Given entries:
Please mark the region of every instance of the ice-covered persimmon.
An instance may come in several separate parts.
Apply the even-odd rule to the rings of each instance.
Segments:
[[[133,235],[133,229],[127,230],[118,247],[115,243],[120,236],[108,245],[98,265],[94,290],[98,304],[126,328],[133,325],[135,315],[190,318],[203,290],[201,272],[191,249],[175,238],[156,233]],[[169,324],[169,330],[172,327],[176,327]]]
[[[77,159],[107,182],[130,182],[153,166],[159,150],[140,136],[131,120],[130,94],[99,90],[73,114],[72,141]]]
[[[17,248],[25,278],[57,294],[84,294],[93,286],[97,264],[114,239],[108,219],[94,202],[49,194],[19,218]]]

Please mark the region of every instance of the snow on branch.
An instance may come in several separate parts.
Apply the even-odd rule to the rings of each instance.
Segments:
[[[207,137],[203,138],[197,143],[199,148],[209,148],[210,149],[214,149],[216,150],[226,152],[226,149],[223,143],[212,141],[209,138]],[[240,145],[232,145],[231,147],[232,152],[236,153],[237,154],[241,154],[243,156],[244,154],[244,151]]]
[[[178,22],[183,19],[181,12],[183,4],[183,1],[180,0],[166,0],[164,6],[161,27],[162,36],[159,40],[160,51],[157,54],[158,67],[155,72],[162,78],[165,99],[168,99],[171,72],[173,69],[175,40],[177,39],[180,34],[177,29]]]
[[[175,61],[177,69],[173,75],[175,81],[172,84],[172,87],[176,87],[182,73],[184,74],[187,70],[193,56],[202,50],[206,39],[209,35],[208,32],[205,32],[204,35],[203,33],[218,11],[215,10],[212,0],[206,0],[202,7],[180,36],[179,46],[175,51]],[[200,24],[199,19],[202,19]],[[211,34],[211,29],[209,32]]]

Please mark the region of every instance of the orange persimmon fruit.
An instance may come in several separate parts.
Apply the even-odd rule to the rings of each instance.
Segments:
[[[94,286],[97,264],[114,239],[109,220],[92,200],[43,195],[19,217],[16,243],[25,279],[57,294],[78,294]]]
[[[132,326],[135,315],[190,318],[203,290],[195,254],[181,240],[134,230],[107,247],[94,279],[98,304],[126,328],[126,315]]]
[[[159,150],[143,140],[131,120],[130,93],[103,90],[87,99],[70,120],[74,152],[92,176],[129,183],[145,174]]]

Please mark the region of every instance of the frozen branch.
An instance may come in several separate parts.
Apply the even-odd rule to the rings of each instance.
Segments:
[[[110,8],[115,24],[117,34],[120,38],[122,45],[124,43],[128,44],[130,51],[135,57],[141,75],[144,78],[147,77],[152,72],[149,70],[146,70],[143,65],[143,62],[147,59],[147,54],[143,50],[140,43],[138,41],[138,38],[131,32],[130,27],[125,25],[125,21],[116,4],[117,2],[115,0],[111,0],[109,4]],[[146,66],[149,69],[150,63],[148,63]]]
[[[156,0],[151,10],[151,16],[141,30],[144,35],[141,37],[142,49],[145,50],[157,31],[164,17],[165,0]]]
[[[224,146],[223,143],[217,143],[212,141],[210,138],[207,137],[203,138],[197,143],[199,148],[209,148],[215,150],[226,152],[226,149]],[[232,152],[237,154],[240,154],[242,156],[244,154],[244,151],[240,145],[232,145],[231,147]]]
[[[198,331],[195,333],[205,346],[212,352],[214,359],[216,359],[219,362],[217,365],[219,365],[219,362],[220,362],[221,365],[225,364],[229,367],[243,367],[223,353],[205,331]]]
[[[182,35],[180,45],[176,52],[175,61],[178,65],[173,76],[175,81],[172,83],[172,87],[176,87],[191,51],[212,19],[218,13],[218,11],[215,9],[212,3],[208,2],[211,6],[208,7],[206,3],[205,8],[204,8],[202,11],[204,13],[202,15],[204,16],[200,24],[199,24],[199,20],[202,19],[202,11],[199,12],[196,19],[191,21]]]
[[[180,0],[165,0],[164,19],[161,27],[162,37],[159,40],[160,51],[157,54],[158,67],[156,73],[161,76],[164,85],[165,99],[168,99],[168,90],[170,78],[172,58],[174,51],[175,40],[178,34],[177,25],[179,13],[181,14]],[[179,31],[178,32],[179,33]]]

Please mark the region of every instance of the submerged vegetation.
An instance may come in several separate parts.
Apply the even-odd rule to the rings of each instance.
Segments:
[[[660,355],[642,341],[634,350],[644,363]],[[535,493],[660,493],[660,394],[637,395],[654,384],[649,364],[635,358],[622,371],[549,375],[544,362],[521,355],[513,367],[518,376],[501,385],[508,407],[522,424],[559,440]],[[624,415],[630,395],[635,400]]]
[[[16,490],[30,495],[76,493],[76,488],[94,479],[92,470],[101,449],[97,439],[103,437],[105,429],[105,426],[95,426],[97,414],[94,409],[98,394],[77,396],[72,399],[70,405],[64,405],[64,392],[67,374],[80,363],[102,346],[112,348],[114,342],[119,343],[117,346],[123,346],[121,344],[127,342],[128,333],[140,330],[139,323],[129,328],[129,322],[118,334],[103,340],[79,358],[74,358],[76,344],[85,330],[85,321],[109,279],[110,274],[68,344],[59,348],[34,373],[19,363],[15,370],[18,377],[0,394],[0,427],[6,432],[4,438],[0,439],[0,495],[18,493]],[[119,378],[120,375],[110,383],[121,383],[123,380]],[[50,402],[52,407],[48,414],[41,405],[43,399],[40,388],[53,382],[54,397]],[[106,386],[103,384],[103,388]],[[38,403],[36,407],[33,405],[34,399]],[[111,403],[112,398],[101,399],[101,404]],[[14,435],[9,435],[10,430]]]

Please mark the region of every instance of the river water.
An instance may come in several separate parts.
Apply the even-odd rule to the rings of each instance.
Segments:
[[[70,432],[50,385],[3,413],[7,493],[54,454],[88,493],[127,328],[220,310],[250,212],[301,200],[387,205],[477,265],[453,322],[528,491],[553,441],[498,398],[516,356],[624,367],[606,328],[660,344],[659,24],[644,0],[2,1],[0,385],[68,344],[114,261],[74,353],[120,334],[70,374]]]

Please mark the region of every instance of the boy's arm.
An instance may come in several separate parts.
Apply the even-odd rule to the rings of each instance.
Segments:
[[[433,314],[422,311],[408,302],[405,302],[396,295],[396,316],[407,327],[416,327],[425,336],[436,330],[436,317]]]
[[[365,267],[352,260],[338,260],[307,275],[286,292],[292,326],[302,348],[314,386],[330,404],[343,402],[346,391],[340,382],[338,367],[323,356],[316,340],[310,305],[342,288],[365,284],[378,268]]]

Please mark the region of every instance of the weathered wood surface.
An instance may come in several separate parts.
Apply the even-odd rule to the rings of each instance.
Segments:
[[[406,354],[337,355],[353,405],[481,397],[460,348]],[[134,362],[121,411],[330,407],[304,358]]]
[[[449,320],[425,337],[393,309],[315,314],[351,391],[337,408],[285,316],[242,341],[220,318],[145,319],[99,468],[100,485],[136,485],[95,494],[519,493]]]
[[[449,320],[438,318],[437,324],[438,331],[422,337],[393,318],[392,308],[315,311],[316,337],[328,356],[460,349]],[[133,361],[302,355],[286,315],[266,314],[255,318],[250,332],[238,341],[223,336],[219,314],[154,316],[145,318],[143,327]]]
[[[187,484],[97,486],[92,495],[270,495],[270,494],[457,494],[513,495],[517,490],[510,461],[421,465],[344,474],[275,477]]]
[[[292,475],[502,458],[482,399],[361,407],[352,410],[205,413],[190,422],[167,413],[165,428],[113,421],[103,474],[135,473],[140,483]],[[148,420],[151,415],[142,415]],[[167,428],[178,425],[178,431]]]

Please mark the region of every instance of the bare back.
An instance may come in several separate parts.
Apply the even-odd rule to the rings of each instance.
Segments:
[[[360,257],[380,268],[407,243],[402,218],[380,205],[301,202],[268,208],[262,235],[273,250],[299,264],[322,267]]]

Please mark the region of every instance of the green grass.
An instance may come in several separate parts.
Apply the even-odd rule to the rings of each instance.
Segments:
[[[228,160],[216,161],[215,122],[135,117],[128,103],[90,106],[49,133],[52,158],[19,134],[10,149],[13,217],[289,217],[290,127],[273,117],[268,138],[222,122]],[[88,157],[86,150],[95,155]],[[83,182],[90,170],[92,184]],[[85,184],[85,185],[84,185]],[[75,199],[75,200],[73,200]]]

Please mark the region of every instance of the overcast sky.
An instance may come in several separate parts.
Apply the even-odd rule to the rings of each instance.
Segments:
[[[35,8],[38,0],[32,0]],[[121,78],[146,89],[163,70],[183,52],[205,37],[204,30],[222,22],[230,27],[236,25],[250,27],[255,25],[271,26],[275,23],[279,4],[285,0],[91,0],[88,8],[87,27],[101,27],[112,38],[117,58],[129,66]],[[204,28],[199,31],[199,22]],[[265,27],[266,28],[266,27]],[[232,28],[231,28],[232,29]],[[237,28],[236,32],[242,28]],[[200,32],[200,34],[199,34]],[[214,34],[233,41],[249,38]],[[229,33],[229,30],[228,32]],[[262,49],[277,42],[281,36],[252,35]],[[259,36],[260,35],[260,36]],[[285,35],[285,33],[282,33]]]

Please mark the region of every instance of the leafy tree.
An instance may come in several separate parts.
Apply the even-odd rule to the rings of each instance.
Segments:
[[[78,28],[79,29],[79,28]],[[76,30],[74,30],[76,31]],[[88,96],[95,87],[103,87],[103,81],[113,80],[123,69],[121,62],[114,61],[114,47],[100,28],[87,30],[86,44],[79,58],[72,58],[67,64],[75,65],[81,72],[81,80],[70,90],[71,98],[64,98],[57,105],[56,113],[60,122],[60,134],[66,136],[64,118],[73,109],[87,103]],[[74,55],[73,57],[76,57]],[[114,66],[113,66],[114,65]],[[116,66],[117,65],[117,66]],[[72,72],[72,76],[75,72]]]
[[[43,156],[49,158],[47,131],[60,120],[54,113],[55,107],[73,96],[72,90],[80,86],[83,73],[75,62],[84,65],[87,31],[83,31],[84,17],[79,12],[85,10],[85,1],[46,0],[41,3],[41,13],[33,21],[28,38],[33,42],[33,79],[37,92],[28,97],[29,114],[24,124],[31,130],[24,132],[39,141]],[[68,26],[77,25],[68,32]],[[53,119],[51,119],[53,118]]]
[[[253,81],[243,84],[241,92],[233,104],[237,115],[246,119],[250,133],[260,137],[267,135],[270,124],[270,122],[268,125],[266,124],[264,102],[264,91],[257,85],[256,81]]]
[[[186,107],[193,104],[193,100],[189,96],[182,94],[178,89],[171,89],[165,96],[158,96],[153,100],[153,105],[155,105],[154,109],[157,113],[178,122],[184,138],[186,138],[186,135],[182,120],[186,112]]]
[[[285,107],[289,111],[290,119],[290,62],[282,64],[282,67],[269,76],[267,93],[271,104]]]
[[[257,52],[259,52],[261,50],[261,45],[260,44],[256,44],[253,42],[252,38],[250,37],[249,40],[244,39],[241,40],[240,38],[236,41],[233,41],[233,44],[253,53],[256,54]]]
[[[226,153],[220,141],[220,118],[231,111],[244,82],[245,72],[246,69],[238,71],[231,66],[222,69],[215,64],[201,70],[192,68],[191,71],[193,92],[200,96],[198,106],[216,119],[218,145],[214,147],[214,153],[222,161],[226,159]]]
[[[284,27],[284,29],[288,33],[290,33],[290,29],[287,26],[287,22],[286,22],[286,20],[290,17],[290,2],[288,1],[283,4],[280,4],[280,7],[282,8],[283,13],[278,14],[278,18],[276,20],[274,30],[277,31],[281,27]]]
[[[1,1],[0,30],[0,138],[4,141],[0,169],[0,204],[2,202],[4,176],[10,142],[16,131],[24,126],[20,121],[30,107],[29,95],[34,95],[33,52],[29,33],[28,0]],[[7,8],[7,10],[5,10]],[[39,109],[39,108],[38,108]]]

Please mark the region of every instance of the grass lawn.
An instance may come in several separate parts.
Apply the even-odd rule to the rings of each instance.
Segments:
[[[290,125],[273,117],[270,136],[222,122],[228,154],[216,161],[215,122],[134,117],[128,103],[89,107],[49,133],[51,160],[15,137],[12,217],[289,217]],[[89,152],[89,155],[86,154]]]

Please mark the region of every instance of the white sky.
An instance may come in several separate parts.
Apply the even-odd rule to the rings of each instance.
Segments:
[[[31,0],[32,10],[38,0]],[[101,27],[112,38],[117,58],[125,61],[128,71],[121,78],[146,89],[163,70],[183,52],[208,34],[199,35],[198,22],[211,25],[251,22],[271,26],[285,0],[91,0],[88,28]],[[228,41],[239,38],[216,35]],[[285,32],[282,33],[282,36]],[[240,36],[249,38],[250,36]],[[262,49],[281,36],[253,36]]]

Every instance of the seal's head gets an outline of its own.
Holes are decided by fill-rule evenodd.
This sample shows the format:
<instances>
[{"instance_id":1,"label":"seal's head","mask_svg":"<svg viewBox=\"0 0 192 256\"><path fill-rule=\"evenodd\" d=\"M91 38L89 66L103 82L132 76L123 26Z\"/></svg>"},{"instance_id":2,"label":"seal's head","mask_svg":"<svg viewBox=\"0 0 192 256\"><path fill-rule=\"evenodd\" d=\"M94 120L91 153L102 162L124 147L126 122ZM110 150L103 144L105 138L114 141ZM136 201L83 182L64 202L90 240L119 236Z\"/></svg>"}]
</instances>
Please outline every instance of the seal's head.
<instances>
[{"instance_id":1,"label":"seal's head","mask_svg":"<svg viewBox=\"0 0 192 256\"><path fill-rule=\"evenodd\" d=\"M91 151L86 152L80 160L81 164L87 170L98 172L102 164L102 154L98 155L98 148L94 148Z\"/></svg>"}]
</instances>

What you should do: Report every line in the rows above that contains the word "label", copying each such line in full.

Exercise response:
[{"instance_id":1,"label":"seal's head","mask_svg":"<svg viewBox=\"0 0 192 256\"><path fill-rule=\"evenodd\" d=\"M91 38L89 66L103 82L132 76L123 26Z\"/></svg>"},{"instance_id":2,"label":"seal's head","mask_svg":"<svg viewBox=\"0 0 192 256\"><path fill-rule=\"evenodd\" d=\"M94 120L91 153L102 162L124 147L126 122ZM110 150L103 144L105 138L114 141ZM136 201L83 182L64 202L90 240L119 236Z\"/></svg>"}]
[{"instance_id":1,"label":"seal's head","mask_svg":"<svg viewBox=\"0 0 192 256\"><path fill-rule=\"evenodd\" d=\"M91 151L86 152L80 160L81 164L87 170L98 172L102 164L102 154L98 155L98 148L94 148Z\"/></svg>"}]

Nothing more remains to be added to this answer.